The new project for NASA involves developing more accurate models to predict the transition from smooth laminar flow to chaotic turbulent flow during EDL. “It’s critically important to predict where the flow becomes turbulent, because that dictates how much heat transfer needs to be supported by the vehicle,” explained Bermejo-Moreno. “Those predictions will inform how the thermal protection system of the vehicle is designed, which determines the type and thickness – or ‘dimension’ – of the material that covers the vehicle and the geometry of your vehicle as it descends.”
Uncertainty in the prediction of the amount of heat transferred to the vehicle has traditionally prompted engineers to over-dimension the thermal protection system for the sake of increasing the safety margin during EDL. So far, that protocol has improved success rates. But here’s the catch. An over-dimensioned thermal protection system accounts for a large fraction of the weight of the vehicle, thereby limiting the size and payload of the vehicles that can enter the super-thin atmosphere of Mars.

LISTED RECORDS:
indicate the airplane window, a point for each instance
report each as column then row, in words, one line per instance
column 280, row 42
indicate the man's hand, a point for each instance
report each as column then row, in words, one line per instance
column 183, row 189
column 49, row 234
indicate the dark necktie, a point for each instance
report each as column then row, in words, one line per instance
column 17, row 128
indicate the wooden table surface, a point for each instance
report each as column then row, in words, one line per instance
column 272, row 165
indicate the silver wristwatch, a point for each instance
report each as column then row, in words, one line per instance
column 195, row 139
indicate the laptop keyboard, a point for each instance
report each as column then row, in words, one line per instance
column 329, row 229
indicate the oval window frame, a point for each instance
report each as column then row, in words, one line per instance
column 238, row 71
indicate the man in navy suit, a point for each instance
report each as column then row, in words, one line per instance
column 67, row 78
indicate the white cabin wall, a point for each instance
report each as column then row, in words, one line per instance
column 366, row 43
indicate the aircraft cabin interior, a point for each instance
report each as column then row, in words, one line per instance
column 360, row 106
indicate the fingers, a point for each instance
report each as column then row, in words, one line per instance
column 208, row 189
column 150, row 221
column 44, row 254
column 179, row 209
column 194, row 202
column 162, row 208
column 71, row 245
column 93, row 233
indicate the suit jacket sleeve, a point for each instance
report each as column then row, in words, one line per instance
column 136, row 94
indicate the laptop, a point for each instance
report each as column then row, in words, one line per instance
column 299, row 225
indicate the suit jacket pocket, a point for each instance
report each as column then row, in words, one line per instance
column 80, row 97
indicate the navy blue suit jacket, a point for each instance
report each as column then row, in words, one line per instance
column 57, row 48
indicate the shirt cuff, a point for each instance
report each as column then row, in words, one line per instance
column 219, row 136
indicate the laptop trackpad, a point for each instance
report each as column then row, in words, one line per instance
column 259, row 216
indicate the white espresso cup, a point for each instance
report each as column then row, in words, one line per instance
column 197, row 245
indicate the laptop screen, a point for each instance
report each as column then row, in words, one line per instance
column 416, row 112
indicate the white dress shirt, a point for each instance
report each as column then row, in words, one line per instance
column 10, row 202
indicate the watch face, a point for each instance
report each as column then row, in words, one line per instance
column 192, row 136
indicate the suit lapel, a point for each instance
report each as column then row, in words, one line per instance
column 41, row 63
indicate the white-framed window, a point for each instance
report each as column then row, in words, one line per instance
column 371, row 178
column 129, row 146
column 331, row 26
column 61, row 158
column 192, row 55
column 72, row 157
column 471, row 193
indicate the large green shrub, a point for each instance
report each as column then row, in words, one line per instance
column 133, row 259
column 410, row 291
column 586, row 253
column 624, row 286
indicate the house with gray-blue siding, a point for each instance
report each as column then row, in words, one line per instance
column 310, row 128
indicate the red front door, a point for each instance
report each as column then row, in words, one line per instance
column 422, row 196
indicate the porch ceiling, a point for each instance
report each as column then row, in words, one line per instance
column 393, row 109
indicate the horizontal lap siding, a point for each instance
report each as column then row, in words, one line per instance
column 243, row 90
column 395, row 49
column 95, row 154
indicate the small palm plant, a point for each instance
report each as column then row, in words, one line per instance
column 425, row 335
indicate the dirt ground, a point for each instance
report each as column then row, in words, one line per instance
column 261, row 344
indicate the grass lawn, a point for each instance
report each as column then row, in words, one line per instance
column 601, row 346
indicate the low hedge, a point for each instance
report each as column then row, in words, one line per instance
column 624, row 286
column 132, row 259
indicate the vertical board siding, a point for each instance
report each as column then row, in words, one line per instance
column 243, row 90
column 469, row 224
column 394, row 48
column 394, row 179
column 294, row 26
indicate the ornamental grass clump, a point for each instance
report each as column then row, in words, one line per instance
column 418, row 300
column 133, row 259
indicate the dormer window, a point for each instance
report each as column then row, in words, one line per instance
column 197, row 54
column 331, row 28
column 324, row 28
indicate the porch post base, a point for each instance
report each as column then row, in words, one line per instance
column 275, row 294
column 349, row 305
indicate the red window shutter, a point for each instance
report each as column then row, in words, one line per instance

TASKS FOR THIS EXERCISE:
**1.** Summarize the passage about the NASA flow-transition project in two sentences.
**2.** In the passage about the NASA flow-transition project, what does an over-dimensioned thermal protection system limit?

SOLUTIONS BY TASK:
**1.** The NASA project aims to build more accurate models of when smooth laminar flow becomes turbulent during EDL, since that point sets how much heat transfer the vehicle must withstand and shapes the design of its thermal protection system. Because heat-transfer predictions have been uncertain, engineers have over-dimensioned that system for safety, but the extra weight limits the size and payload of vehicles that can enter the thin Martian atmosphere.

**2.** The size and payload of the vehicles that can enter the super-thin atmosphere of Mars.